■ **Work instructions**
a - According to the passage on systematic errors, what does the misadjusted micrometer read when its jaws are firmly closed?
b - Write what comes next in the passage on systematic errors, starting after its final sentence.

■ **Reading text**

----------

Then what can we do about systematic errors? Since a systematic error represents an intrinsic bias in the system consisting of the observer, his instruments, and his methods, the only way you can assess them is to vary the system. Some systematic errors are very easy to spot. Suppose you're measuring the thickness of something with a micrometer whose jaws are out of adjustment, so that it reads 0.06 mm rather than zero when the jaws are firmly closed. If the reading you get is 7.62 mm, you'd subtract the "zeroing error" and take the thickness as 7.56 mm. Most cases aren't this easy. If your meter stick is a cheaply made plastic one whose "millimeter" gradations are really 0.9962 mm apart, how are you going to tell? Using that meter stick, you aren't. You have to compare it to some precise standard, or use it to measure some previously known distance, or intercompare several different meter sticks of unrelated origin. Is your lab partner a little cross- eyed, so that he always reads the voltmeter one notch to the left of where it should be read? Compare readings made by several different observers. Are there contaminants in your instrumentation that are masking, or distorting, your results in a quantitative analysis? Run through all the steps of the experiment with a sample of known composition, or perhaps with no sample at all, and develop a correction to apply to your actual results. And so on. Ridding a given laboratory experiment of its systematic errors requires experience, imagination, and ingenuity.
Notice that if your experimental method itself is wrong, or ill-conceived,
or limited, this itself becomes a source of systematic error. In these
elementary lab experiments we won't (knowingly) give you any methods that
are downright wrong; but some of them do have definite limitations, and
you must always be
on the lookout for these.

----------

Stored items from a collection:
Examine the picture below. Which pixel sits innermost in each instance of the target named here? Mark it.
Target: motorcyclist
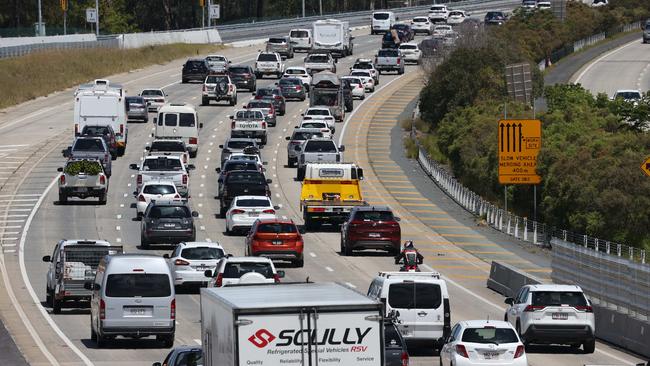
(409, 247)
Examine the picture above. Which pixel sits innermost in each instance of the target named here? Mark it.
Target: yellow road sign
(646, 166)
(519, 144)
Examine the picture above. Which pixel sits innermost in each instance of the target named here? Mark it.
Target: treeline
(592, 147)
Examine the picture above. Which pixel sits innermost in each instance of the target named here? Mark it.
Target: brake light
(460, 349)
(102, 309)
(519, 352)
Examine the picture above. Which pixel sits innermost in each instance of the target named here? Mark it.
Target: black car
(395, 351)
(274, 94)
(167, 222)
(347, 95)
(196, 69)
(243, 183)
(230, 165)
(243, 77)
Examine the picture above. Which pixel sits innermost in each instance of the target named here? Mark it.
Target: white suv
(558, 314)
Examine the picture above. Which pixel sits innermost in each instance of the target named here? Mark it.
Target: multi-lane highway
(33, 134)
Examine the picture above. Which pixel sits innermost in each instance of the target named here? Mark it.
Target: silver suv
(553, 314)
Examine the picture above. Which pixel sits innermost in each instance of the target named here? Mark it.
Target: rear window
(557, 298)
(277, 228)
(489, 335)
(138, 285)
(236, 270)
(320, 146)
(412, 295)
(202, 253)
(159, 189)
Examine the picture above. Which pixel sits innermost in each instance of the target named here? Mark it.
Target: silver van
(132, 296)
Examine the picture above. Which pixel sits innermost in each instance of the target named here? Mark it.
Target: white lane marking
(35, 299)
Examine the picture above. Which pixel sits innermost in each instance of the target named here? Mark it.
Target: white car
(411, 52)
(245, 210)
(422, 25)
(321, 114)
(358, 87)
(190, 260)
(155, 98)
(158, 190)
(298, 73)
(553, 314)
(366, 78)
(456, 17)
(483, 342)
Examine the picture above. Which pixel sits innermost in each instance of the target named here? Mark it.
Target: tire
(589, 346)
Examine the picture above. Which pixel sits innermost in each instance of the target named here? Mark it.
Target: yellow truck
(328, 198)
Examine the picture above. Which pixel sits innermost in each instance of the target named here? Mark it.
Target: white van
(419, 300)
(301, 39)
(382, 21)
(180, 121)
(132, 296)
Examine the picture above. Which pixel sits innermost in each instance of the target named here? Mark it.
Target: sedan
(480, 342)
(190, 260)
(245, 210)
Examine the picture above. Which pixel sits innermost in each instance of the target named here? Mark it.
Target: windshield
(490, 335)
(138, 285)
(159, 189)
(320, 146)
(202, 253)
(162, 164)
(236, 270)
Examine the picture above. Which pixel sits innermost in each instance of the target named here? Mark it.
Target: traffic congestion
(290, 104)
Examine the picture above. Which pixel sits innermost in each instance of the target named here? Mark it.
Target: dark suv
(167, 222)
(242, 183)
(371, 227)
(196, 69)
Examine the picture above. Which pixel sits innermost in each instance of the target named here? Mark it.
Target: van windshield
(412, 295)
(138, 285)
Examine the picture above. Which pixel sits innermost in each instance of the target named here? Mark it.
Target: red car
(371, 227)
(276, 239)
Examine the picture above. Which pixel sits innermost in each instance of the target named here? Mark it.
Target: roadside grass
(41, 73)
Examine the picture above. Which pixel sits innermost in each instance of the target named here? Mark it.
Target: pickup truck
(87, 147)
(389, 60)
(164, 167)
(318, 151)
(71, 265)
(249, 123)
(82, 178)
(169, 147)
(317, 62)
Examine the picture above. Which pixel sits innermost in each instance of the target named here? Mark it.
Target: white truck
(101, 103)
(332, 35)
(292, 324)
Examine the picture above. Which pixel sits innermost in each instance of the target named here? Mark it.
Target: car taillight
(520, 351)
(405, 359)
(534, 308)
(460, 349)
(102, 309)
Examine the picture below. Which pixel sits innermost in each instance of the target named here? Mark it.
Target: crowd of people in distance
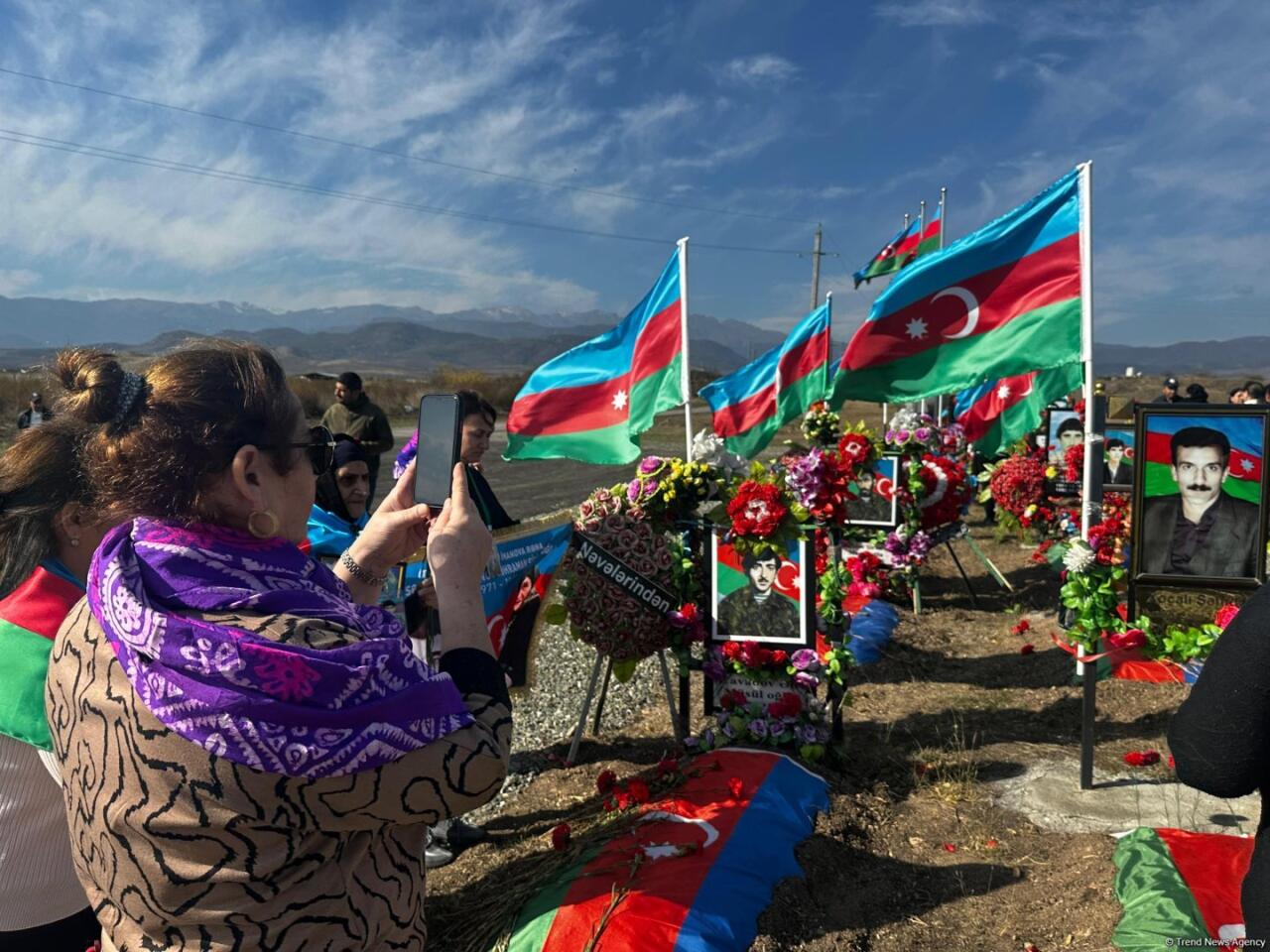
(171, 645)
(1251, 393)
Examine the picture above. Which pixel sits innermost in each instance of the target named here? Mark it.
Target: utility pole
(816, 271)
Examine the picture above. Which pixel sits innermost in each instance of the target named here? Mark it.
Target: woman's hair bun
(91, 381)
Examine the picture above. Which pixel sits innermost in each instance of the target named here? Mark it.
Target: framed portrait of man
(1064, 430)
(1118, 456)
(875, 504)
(1199, 511)
(763, 595)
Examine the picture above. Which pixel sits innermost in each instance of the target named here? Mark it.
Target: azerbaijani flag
(771, 390)
(592, 403)
(998, 413)
(1001, 301)
(892, 257)
(1245, 435)
(708, 864)
(1178, 887)
(931, 234)
(30, 617)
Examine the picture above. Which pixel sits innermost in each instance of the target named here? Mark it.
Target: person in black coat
(1220, 738)
(1202, 530)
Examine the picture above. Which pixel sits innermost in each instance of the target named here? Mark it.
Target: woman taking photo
(48, 536)
(341, 497)
(250, 752)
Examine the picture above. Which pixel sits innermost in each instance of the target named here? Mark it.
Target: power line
(379, 150)
(62, 145)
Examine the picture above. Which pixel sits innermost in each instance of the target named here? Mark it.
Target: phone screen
(440, 438)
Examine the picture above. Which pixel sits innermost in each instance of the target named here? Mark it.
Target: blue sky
(842, 113)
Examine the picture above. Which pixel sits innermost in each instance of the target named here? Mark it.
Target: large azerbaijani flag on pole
(30, 617)
(892, 255)
(1000, 413)
(752, 404)
(592, 403)
(1001, 301)
(707, 864)
(1245, 434)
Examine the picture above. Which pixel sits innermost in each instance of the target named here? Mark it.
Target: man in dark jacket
(354, 414)
(1202, 530)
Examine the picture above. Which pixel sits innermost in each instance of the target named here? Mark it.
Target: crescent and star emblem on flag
(971, 309)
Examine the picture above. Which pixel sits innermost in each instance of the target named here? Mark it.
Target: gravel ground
(548, 712)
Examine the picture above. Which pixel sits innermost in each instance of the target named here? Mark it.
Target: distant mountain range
(408, 340)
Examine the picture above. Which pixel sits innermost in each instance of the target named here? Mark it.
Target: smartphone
(441, 435)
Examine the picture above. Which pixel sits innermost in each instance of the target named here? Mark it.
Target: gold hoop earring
(270, 531)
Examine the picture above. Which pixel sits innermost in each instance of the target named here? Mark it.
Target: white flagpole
(944, 213)
(685, 370)
(1086, 171)
(828, 343)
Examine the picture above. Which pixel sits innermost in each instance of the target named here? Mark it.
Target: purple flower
(808, 682)
(803, 658)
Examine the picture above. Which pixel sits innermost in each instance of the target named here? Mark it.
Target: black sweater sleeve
(1220, 735)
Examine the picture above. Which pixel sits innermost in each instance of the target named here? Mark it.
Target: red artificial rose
(1127, 640)
(604, 782)
(1225, 615)
(756, 509)
(561, 837)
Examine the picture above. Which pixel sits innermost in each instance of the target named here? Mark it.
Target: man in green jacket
(354, 414)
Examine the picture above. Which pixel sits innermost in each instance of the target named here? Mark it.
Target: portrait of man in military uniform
(1201, 530)
(758, 611)
(870, 507)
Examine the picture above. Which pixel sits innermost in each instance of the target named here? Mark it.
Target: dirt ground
(913, 855)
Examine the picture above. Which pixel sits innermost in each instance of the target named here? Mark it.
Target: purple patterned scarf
(277, 707)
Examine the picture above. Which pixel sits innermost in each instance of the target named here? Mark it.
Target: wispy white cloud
(937, 13)
(762, 68)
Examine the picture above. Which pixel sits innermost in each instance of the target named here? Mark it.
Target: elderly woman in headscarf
(250, 752)
(341, 495)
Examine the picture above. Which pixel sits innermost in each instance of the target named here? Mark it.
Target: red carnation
(604, 782)
(1225, 615)
(756, 509)
(561, 837)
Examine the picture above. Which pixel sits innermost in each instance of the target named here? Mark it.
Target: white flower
(1079, 556)
(708, 448)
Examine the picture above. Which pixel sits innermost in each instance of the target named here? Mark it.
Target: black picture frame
(806, 607)
(1147, 585)
(892, 521)
(1057, 419)
(1118, 426)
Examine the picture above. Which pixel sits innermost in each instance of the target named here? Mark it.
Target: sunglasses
(320, 448)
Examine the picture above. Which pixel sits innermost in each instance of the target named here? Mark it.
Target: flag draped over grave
(707, 865)
(1001, 301)
(1245, 435)
(752, 404)
(1178, 887)
(1002, 412)
(592, 403)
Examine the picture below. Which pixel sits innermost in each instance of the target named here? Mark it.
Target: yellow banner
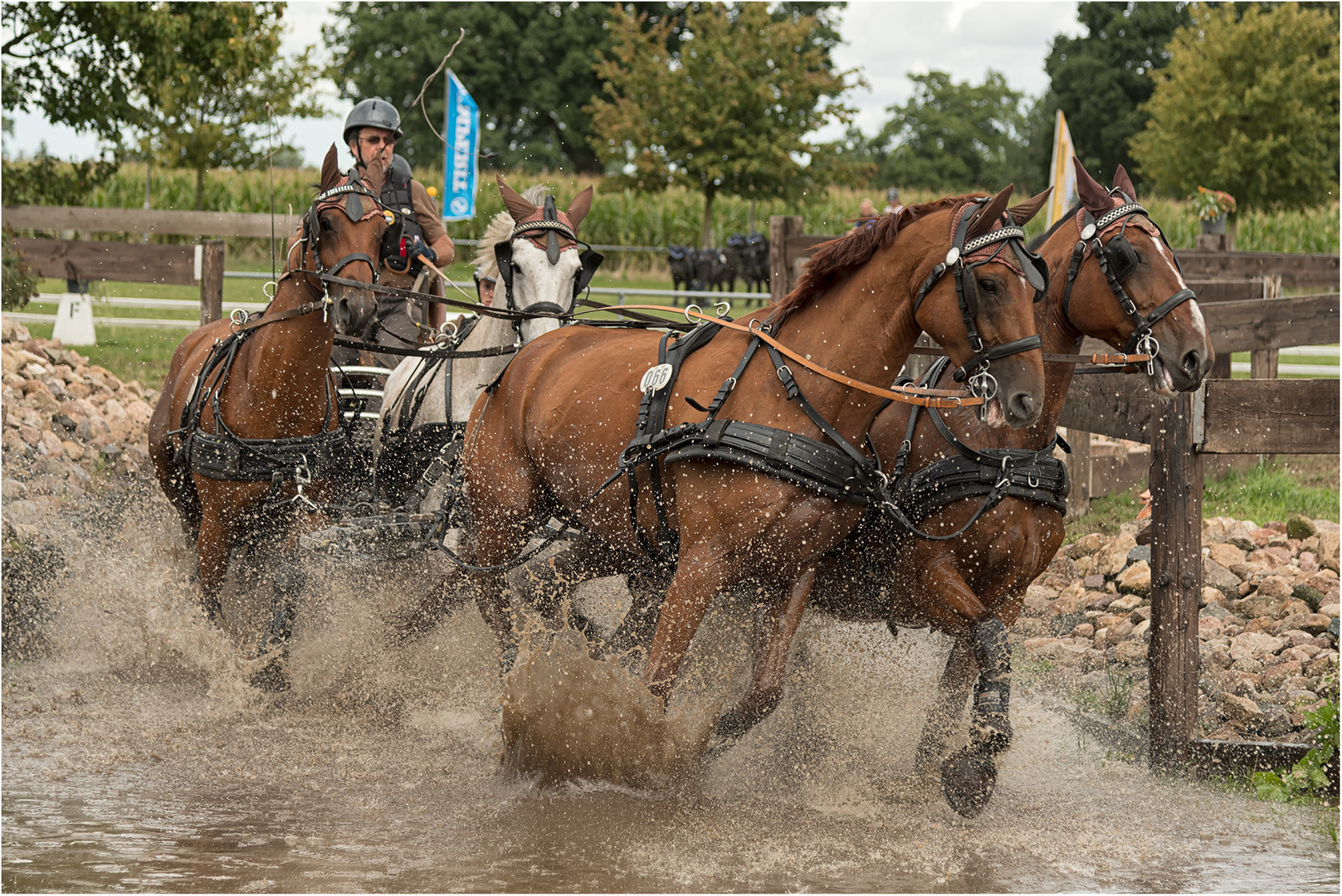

----------

■ **Outputs**
a - It reads 0.06 mm.

b -
You should notice, too, that the distinction between systematic and random errors isn't always a hard and fast one. Consider the parallax error in reading a scale, as illustrated in Figure 1. The thermometer is "really" reading 20.87oC. An observer who repeatedly puts his eye at point A will read 20.94oC every time, so parallax has caused a systematic error of +0.07oC. But another observer who positions her eye carelessly, randomly, anywhere between A and B will read values that vary, randomly, from 20.79oC to 20.94oC. For this observer, parallax has been a source of random error. If she repeats her reading lots of times, and takes the average of the results, she'll end up with an answer that's closer to the true value; repeating measurements does nothing at all for the first experimenter.
(The "true value" has a rather specialized meaning in the context of statistical error analysis: it is the value that would be found by analyzing very large number of repeated trials of a measurement. That is, it may still include systematic errors, because statistical analysis won't help you identify these. When one says "true," the hedge "assuming there are no uncompensated systematic errors" is always to be understood.)
Properly used, the terms accuracy and precision reflect this distinction. A measurement with little systematic error -- thus one that will come close to the "right" answer -- has high accuracy; one with little random error -- thus one which is closely reproducible -- has high precision. In the example of Figure 1, the first observer made a precise measurement; the second made a less precise, but potentially more accurate, measurement.